* _Given exercise_
Please recast the lines of the records from the line with "of the limestone" to the line with "[[35, 469], [615, 454], [515, 439]]", both included, as a numbered list, leaving out any blank lines.

* _Dataset entries_
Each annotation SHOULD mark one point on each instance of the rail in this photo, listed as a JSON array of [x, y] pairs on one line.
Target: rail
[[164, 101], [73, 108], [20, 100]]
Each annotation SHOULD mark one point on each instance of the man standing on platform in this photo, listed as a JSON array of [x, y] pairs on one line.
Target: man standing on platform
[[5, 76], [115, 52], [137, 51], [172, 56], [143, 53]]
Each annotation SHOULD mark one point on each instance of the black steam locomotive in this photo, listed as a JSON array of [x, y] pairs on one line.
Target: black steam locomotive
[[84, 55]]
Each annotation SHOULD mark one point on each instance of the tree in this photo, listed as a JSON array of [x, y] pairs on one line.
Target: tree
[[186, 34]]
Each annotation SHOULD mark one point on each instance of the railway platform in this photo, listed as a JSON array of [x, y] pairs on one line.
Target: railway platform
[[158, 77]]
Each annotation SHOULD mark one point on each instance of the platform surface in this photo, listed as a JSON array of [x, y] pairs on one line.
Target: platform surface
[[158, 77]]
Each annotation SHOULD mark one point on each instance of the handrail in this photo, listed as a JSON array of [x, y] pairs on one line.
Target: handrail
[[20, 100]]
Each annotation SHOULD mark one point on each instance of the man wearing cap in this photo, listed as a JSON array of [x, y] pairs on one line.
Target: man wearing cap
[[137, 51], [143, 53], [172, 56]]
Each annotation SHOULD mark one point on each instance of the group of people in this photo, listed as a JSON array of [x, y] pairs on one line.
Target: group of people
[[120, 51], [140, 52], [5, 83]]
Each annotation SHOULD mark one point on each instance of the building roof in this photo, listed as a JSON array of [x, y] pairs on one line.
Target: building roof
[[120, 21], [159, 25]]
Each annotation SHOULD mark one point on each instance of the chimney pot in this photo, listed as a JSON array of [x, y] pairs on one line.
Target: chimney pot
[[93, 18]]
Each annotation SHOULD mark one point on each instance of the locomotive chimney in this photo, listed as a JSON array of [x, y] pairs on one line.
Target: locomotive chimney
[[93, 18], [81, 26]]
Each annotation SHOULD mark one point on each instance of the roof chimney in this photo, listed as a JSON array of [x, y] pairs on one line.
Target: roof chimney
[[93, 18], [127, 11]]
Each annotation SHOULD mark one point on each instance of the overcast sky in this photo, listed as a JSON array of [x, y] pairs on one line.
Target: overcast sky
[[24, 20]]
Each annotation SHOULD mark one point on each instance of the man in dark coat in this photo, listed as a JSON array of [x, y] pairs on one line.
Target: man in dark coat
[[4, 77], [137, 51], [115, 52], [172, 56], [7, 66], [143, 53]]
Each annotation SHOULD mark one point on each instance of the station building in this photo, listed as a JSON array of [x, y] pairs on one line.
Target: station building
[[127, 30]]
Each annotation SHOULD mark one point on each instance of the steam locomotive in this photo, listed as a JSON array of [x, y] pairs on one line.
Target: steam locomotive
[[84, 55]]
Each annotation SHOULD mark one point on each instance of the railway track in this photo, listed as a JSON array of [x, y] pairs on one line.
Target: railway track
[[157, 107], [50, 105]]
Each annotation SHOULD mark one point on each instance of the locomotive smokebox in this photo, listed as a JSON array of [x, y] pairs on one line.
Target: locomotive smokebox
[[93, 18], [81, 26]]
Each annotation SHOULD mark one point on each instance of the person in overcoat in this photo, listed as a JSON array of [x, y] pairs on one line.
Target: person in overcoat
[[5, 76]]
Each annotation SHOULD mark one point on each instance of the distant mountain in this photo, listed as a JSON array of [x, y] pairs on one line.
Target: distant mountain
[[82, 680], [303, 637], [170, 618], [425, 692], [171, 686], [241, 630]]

--

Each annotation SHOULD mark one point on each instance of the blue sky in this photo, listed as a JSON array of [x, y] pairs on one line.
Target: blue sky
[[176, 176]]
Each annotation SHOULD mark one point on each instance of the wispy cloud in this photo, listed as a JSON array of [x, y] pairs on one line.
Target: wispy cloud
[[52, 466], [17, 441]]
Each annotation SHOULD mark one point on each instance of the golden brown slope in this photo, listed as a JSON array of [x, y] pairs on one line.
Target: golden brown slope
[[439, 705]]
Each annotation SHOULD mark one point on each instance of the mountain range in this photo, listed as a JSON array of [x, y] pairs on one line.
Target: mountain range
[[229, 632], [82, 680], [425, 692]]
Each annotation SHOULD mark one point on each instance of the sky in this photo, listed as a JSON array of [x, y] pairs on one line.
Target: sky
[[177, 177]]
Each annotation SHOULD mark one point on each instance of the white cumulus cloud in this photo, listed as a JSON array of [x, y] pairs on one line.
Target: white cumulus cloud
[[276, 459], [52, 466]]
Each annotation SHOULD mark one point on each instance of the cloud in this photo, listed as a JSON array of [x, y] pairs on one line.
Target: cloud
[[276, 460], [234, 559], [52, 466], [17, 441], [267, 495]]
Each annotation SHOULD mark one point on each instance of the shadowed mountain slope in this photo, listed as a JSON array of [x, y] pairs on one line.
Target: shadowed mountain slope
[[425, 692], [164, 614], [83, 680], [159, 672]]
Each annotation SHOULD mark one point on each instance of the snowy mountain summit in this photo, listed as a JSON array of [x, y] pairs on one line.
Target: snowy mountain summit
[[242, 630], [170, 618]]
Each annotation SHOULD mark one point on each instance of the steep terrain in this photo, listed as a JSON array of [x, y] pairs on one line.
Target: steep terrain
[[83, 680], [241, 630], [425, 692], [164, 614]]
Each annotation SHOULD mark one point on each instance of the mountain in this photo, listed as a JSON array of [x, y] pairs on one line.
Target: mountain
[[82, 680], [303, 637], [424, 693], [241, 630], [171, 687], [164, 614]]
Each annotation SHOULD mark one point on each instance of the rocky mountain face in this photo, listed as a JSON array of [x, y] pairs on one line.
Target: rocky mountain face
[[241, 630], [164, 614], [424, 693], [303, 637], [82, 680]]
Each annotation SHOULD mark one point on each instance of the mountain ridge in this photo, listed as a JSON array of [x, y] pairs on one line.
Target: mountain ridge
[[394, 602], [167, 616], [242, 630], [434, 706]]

--

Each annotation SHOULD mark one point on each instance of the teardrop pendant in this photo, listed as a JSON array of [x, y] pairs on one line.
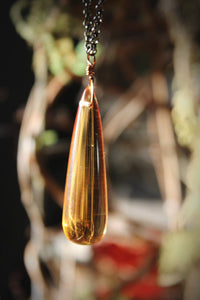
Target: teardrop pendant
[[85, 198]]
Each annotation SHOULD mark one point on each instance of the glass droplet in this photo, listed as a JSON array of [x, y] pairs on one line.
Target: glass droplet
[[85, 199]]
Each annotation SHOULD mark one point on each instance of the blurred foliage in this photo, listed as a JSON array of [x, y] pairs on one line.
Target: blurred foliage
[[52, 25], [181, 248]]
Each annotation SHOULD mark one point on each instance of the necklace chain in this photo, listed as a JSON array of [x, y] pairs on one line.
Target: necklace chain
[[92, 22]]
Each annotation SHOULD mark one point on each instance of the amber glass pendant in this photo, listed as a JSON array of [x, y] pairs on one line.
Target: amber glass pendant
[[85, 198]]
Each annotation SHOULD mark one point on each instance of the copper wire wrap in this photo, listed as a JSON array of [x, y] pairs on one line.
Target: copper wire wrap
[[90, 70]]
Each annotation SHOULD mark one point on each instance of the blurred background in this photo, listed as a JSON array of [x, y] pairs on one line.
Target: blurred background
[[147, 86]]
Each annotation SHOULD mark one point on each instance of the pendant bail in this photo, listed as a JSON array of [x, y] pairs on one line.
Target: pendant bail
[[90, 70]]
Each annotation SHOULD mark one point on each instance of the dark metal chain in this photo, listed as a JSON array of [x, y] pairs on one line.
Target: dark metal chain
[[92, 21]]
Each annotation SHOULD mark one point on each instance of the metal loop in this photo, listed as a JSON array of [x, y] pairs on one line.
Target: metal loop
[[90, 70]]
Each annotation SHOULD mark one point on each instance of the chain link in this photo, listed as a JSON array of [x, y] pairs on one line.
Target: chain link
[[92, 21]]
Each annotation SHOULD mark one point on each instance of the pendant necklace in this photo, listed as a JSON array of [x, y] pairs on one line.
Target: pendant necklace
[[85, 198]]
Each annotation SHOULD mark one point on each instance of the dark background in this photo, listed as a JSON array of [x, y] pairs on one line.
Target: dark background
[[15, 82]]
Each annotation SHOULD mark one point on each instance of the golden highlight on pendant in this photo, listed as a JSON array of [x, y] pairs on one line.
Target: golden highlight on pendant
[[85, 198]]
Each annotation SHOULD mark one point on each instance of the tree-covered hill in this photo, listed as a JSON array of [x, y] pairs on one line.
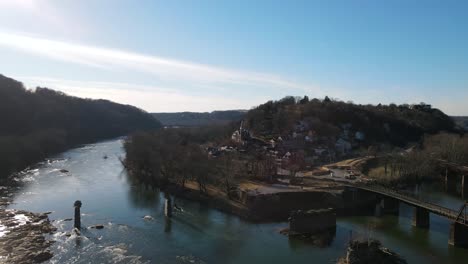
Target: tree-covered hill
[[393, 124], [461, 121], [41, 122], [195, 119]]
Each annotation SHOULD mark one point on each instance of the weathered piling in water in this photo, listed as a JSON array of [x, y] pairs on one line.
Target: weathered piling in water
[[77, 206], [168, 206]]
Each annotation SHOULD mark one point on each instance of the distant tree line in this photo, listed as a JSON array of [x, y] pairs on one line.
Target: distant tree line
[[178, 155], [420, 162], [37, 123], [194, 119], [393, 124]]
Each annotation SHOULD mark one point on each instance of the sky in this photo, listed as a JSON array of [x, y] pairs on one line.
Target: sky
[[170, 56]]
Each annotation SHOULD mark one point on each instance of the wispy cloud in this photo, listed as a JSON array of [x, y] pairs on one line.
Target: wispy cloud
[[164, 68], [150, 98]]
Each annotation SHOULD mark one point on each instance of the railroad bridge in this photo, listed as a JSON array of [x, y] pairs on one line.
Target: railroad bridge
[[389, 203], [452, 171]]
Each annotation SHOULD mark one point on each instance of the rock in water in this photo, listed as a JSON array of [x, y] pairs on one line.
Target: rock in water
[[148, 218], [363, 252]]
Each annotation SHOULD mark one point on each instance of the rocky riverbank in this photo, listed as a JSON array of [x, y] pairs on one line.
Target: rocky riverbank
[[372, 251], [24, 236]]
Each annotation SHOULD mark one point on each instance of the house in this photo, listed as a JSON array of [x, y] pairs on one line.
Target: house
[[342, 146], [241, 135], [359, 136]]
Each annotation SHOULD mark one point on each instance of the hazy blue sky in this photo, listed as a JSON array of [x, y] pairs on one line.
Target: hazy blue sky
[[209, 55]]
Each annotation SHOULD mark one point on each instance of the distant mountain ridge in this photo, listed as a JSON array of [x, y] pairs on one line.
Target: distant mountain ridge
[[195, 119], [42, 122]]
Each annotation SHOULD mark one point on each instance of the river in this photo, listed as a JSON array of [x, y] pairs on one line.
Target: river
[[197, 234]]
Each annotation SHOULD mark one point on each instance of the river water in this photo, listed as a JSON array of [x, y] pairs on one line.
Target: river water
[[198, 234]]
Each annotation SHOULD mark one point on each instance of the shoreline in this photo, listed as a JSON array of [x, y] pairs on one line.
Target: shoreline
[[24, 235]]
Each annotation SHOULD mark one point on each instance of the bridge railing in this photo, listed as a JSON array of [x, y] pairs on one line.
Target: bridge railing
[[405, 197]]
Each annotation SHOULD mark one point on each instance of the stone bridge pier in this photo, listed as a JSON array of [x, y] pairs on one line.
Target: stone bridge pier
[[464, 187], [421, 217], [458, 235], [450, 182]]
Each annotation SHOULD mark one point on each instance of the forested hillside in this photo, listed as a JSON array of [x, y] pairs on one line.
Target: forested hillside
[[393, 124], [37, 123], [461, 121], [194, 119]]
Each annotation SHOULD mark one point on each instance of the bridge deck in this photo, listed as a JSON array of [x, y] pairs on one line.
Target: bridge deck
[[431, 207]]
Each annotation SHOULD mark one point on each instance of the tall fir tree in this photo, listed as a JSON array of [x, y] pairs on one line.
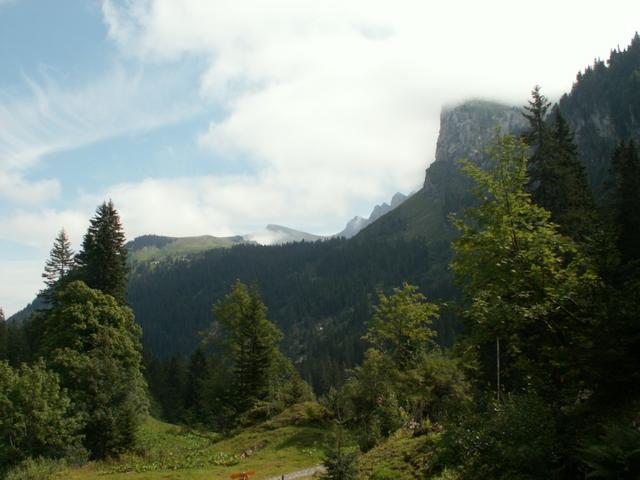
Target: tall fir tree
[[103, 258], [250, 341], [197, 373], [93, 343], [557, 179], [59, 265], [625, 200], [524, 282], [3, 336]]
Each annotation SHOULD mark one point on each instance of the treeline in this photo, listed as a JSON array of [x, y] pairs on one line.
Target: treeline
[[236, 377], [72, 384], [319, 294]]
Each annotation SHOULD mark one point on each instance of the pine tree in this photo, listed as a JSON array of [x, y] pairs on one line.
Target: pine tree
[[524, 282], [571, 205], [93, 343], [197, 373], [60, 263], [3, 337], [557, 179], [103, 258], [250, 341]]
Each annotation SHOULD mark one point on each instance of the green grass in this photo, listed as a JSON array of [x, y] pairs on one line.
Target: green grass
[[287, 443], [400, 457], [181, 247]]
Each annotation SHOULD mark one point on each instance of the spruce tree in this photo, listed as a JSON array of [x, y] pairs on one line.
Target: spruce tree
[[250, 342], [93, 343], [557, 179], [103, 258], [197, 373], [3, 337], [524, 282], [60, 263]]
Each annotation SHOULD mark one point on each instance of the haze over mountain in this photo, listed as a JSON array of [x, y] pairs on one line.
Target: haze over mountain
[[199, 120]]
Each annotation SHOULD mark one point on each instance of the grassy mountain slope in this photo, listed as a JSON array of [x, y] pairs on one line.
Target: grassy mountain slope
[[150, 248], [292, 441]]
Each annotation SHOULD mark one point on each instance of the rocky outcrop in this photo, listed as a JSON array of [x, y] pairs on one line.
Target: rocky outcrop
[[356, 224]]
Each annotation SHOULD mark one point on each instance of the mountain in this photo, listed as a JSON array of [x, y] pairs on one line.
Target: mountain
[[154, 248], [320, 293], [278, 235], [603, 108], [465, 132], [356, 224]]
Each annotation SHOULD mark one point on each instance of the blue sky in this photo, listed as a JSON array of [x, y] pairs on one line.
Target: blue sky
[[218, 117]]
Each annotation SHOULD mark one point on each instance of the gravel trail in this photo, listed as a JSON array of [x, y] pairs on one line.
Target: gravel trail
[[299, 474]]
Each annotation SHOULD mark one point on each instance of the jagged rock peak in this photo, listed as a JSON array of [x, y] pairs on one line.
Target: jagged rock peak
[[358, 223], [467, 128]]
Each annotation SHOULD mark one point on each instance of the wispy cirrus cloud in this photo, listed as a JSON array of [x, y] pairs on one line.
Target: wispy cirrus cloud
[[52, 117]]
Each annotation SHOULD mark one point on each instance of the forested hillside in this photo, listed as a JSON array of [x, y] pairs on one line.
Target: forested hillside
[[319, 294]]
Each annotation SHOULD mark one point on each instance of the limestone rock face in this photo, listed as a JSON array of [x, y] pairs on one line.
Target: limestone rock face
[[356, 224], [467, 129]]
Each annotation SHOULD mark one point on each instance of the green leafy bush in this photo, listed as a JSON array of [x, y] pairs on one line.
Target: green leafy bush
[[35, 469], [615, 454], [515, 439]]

* _The reply_
1. Each annotation SHOULD mark one point on each instance of the limestone rock face in this photo, listed as a JSON array of [x, y] pairs on one line.
2. Target: limestone rock face
3. [[356, 224], [467, 129]]
4. Each annotation SHOULD mark one point on each instance of the green leafy bush in this photo, listed as a JSON array of [x, y] pairs on one line.
5. Target: green leafy bush
6. [[35, 469], [615, 454], [515, 439]]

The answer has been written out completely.